Rewrite the data from the line containing "Provide one marker per instance of the rear windshield" through the line containing "x=266, y=125", both included, keeping every line but scaling each x and y coordinate in the answers by 2.4 and rounding to whole numbers, with halves rounded up. Give only those lines.

Records provided >>
· · · · ·
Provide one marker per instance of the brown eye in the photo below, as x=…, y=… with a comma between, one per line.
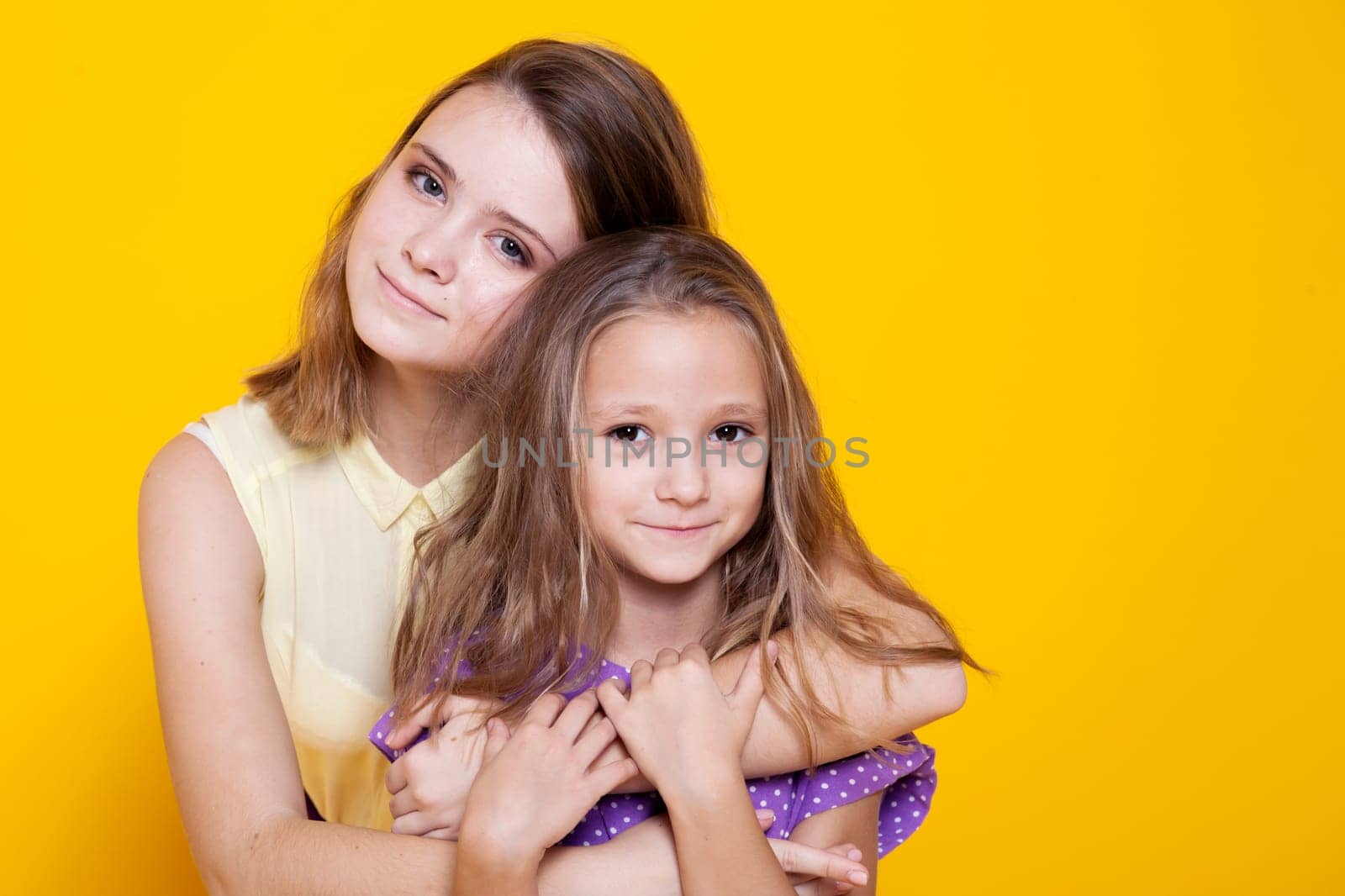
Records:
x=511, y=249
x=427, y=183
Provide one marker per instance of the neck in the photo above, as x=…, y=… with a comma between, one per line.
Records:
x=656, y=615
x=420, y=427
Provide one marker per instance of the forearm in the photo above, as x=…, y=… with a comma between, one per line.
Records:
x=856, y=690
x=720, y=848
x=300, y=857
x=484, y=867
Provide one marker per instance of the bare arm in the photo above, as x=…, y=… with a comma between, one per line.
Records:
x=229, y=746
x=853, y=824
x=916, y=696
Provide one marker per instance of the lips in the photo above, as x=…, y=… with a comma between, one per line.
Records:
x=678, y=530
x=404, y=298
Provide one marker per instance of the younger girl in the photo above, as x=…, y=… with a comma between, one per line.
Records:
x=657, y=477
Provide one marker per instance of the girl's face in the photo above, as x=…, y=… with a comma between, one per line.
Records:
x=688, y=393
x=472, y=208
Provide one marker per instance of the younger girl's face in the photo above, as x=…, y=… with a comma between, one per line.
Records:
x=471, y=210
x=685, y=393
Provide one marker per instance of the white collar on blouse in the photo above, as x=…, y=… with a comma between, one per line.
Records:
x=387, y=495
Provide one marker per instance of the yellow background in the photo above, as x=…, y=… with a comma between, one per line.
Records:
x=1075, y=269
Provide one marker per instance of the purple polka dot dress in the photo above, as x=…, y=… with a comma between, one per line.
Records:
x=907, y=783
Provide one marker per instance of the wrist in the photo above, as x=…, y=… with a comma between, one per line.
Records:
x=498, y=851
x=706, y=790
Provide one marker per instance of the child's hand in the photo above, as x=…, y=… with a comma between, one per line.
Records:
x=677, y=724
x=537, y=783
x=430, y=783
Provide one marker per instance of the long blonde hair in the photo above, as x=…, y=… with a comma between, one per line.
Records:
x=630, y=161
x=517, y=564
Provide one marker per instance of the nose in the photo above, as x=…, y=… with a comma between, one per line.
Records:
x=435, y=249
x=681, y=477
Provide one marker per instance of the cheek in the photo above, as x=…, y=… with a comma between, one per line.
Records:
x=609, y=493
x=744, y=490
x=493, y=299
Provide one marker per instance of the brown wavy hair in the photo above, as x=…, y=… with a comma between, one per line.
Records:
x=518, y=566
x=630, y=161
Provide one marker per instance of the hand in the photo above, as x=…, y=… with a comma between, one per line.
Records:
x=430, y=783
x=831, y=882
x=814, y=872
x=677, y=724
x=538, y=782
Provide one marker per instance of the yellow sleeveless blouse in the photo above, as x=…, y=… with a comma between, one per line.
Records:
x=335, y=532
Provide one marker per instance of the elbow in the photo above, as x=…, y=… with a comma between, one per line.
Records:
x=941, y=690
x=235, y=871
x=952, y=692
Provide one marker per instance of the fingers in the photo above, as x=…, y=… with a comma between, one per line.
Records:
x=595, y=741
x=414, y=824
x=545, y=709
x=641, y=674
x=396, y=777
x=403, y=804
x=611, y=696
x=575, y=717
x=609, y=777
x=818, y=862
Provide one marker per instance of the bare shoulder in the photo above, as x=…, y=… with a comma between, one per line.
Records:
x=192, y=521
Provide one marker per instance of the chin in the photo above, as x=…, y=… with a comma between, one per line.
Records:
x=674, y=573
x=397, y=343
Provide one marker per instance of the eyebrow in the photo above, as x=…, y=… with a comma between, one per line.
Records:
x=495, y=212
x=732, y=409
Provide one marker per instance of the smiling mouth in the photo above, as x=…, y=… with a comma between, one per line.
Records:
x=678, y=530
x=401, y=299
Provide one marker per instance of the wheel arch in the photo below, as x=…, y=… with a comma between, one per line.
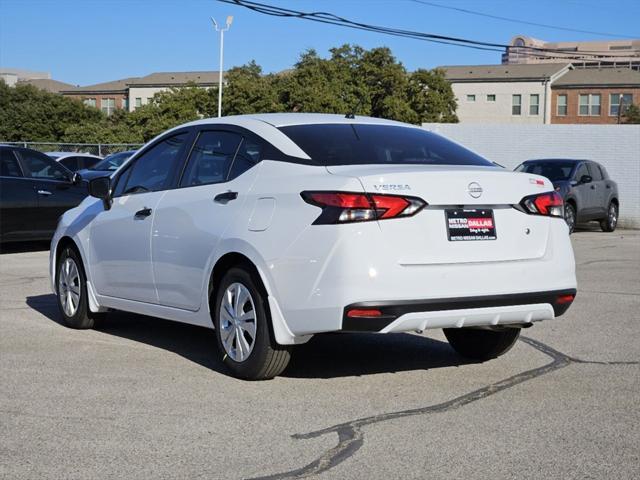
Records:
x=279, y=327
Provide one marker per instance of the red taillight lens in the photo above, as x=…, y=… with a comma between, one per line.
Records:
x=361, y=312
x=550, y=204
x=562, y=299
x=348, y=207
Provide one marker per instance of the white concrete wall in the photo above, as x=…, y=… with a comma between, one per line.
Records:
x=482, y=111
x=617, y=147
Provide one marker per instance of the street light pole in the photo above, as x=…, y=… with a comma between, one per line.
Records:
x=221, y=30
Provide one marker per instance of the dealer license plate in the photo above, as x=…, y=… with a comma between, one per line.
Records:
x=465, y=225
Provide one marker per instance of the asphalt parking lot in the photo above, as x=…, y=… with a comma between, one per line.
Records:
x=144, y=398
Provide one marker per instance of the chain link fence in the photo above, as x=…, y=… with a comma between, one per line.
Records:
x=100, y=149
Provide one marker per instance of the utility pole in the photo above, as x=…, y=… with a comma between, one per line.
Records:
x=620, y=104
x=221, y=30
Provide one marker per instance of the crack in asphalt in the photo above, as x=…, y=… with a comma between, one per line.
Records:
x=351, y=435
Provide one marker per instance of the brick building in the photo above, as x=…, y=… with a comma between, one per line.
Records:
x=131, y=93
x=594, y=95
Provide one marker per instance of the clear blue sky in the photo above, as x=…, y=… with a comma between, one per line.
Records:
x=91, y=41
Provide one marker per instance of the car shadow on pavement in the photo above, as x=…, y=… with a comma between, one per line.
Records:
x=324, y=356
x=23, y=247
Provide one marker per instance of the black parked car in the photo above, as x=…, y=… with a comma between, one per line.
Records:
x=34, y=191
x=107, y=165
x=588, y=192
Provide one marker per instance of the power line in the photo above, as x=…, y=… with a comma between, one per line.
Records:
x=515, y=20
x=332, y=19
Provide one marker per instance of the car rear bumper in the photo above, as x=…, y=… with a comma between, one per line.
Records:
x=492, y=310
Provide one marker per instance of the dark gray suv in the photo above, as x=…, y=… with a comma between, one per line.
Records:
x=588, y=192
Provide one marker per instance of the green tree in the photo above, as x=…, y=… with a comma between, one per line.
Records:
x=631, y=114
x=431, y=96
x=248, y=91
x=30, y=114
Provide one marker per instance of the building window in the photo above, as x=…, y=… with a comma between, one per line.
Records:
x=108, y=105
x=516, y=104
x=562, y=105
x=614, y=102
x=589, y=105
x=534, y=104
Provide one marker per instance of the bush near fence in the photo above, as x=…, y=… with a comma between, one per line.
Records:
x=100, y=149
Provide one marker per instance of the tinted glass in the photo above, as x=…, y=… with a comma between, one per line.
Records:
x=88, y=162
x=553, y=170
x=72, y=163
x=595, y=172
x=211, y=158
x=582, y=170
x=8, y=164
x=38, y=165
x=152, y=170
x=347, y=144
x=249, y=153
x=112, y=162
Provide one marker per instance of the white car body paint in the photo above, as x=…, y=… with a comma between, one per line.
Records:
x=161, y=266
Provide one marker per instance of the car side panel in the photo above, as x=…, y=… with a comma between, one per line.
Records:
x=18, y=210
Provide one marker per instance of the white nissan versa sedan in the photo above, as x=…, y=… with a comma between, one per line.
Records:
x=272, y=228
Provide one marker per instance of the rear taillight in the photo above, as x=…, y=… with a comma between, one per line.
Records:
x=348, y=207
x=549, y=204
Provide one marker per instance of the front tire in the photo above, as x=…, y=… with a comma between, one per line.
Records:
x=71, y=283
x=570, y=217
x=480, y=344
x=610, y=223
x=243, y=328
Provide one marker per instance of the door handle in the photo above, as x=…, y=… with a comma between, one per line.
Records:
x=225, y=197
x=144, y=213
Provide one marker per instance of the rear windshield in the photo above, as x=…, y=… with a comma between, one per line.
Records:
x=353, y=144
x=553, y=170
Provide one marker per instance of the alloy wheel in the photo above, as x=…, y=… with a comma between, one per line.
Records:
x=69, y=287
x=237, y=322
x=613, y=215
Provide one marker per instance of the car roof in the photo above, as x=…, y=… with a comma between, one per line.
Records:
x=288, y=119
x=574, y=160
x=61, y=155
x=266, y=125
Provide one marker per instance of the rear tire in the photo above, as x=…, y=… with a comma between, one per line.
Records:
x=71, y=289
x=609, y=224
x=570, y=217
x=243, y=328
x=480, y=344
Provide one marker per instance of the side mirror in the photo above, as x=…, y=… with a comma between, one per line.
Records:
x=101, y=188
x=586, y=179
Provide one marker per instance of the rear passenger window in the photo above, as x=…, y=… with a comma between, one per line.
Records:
· · · · ·
Result of this exercise >>
Provide one marker per instance of the rear windshield in the photo above, as x=…, y=… with a comma between, one per line.
Records:
x=847, y=346
x=1327, y=408
Provide one marker per instance of the alloy wheel in the photo above, as x=…, y=… with a comma between, one per line.
Records:
x=166, y=689
x=569, y=773
x=1471, y=516
Provide one marker per instance of the car roof in the photo above, as x=…, y=… with a comma between, one per line.
Records:
x=691, y=286
x=1378, y=384
x=146, y=372
x=638, y=300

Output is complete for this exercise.